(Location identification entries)

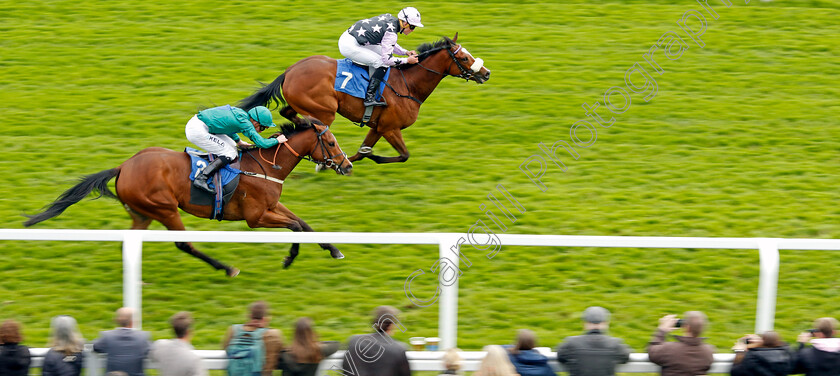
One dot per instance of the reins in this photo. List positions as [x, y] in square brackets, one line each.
[328, 158]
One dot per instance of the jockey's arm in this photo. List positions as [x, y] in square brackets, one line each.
[257, 139]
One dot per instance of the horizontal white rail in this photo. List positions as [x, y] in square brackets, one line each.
[414, 238]
[132, 240]
[419, 361]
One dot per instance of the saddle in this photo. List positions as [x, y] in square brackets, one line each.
[352, 78]
[227, 178]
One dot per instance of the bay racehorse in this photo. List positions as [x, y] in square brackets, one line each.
[155, 182]
[308, 87]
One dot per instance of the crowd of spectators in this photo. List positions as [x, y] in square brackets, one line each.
[255, 349]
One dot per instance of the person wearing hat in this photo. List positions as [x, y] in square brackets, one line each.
[373, 42]
[215, 130]
[377, 354]
[594, 353]
[688, 354]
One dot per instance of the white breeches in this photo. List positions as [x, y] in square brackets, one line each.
[218, 144]
[366, 55]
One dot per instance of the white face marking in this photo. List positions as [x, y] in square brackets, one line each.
[477, 65]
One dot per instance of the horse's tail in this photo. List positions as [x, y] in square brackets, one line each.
[96, 182]
[272, 92]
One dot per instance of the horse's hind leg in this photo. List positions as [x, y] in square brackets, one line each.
[173, 222]
[395, 139]
[366, 150]
[138, 221]
[282, 217]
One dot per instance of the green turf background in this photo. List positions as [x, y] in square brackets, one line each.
[740, 141]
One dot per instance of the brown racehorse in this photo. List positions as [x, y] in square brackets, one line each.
[308, 88]
[154, 183]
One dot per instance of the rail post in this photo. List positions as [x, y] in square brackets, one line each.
[132, 282]
[768, 280]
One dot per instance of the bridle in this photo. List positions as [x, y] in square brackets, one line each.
[329, 159]
[467, 73]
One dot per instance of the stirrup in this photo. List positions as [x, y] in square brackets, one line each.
[201, 183]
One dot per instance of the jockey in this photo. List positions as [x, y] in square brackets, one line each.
[373, 41]
[215, 130]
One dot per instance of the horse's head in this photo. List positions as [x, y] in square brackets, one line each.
[466, 65]
[325, 149]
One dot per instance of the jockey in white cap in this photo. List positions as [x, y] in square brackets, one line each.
[373, 42]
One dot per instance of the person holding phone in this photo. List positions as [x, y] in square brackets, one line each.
[823, 356]
[688, 355]
[764, 355]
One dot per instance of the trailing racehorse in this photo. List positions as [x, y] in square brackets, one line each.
[154, 183]
[308, 87]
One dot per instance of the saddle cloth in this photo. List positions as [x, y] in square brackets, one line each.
[353, 79]
[229, 180]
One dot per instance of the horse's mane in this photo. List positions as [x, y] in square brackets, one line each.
[427, 49]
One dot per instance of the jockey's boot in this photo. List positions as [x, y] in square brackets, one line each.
[375, 79]
[200, 181]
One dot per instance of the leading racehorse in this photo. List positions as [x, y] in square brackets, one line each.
[155, 182]
[308, 88]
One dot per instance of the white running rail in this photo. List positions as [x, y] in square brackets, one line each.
[448, 302]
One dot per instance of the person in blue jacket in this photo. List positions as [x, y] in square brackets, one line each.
[526, 360]
[215, 130]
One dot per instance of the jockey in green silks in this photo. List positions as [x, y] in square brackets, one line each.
[215, 130]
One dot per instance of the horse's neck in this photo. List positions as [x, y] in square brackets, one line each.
[422, 82]
[284, 158]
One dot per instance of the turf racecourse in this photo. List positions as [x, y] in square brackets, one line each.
[740, 141]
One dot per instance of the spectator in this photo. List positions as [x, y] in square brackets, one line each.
[65, 356]
[688, 355]
[377, 354]
[306, 352]
[126, 348]
[14, 357]
[175, 357]
[823, 356]
[266, 348]
[764, 355]
[451, 362]
[495, 363]
[594, 353]
[526, 360]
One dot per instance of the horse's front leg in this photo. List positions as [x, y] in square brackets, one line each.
[366, 149]
[395, 139]
[282, 217]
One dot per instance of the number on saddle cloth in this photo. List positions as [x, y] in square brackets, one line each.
[246, 352]
[353, 79]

- What the task asks -
Return all of the entries exactly as written, but drop any pictures they hold.

- Written solution -
One dot per instance of the reins in this photo. List positions as [x, y] in square brackets, one line each.
[328, 158]
One dot per instance of the jockey's arm in this photo. List positions as [x, y] in square brackets, one line each.
[257, 139]
One dot per instance of the horizontal white rail in this photo. List positions as [x, y] in square brackets, one line each.
[414, 238]
[132, 240]
[419, 361]
One dot per instance of the saddle in this photo. List positions as [x, y] in square brackets, one line each.
[352, 78]
[227, 178]
One dot per instance of the bay racehorse in this photo. List positions as [x, y] in square brackets, one line each.
[155, 182]
[308, 87]
One dot per instance of the crowd of spectators in this photo. List positions as [x, y] in square brackets, one line each.
[255, 349]
One dot per instance of the person wearing hat in this photo. List positions as [x, y] in square brackets, one line each.
[373, 42]
[215, 130]
[377, 354]
[594, 353]
[688, 354]
One dot per instance of the white breeches in this photo. List positions as [x, y] in square brackets, one line each.
[218, 144]
[366, 55]
One dot per instance of the white face marking in this photo. List positions as [x, y] in square brackets, one line each.
[477, 65]
One dot per instance of the horse's tail in this photo. List positions as [x, y] in square brackets, one line each.
[96, 182]
[272, 92]
One dot per instance of the horse's hind leg in this photo. List positions as [x, y] in square brackets, one line each.
[173, 222]
[395, 139]
[366, 150]
[138, 221]
[282, 217]
One dot per instance of the green turf background in this photo. List positions as [x, y] in square brackets, one line each.
[740, 141]
One dot per instance of the brown racehorse in this photo. List positions as [x, y] in square brackets, one line each.
[308, 88]
[154, 183]
One dot per instance of the rail post in this photo. List positions as [x, y] in square brackets, one line each.
[132, 282]
[768, 280]
One dot per instance of the bridle in this photo. List positions as [x, y] in square brackets, one line each.
[329, 159]
[467, 73]
One dot per instance of the stirrup in this photo. List positions as [x, y] in square brackets, one line each.
[201, 183]
One dot per instance of the jockey in this photo. List positions as [x, y] in square brackets, one line each.
[373, 41]
[215, 130]
One dot per instance of the horse's head in this photo. List positions as [x, y] in square brackets, one line each.
[466, 65]
[325, 149]
One dot per instance of the jockey in white cap in this photo. List positions as [x, y] in square brackets, one line each.
[373, 42]
One dot per instance of the person holding phone in this photo. List positions as [x, y] in square brackets, one line each.
[823, 356]
[688, 355]
[764, 355]
One dot per instance of the trailing racehorse in this photo. List positions as [x, y] in square brackets, one line each.
[154, 183]
[308, 87]
One dot per instance of the saddle cloth in this photo. List positions as [x, y] in square brackets, one line each.
[353, 79]
[229, 180]
One dot per instance of the horse's mane in this photo. List positions as [x, y] in square brackets, one line each.
[427, 49]
One dot per instance of the jockey's boot in this photo. List positions as [x, y] in square brackets, one line each.
[375, 79]
[200, 181]
One dot per instance of the leading racehorse in this photo. List positions as [x, y] in square brackets, one line each.
[155, 182]
[308, 88]
One dot per instance of the white running rail in this photo. List positions as [x, y] in square brackets, one line each.
[448, 302]
One dot per instance of the person in blue jacket in this photo. List positions as [x, y] in square brackets, one line each.
[526, 360]
[215, 130]
One dot per instance of the jockey in green silks in this photo. List positions as [x, y] in square brackets, one line each.
[215, 130]
One dot per instance of the horse's neck in this photo. List positions as [x, y] in square brackets, one line each.
[422, 82]
[284, 158]
One dot per instance of the turf racecourse in this photo. List positions as [x, y] in square brackets, one line each.
[740, 141]
One dot per instance of the spectator in this photo. List positions as [x, y] in square brackets, one line each.
[65, 356]
[688, 355]
[377, 354]
[306, 352]
[126, 348]
[14, 357]
[175, 357]
[823, 356]
[266, 348]
[764, 355]
[451, 362]
[495, 363]
[594, 353]
[526, 360]
One dot per instance of the horse's front leg in this photo. List positions as [x, y] in square brackets, one line each.
[366, 149]
[395, 139]
[282, 217]
One dot per instance of the number on saddle cloth in this photo. List positions as [x, y] in square brackets, one line each.
[246, 352]
[353, 79]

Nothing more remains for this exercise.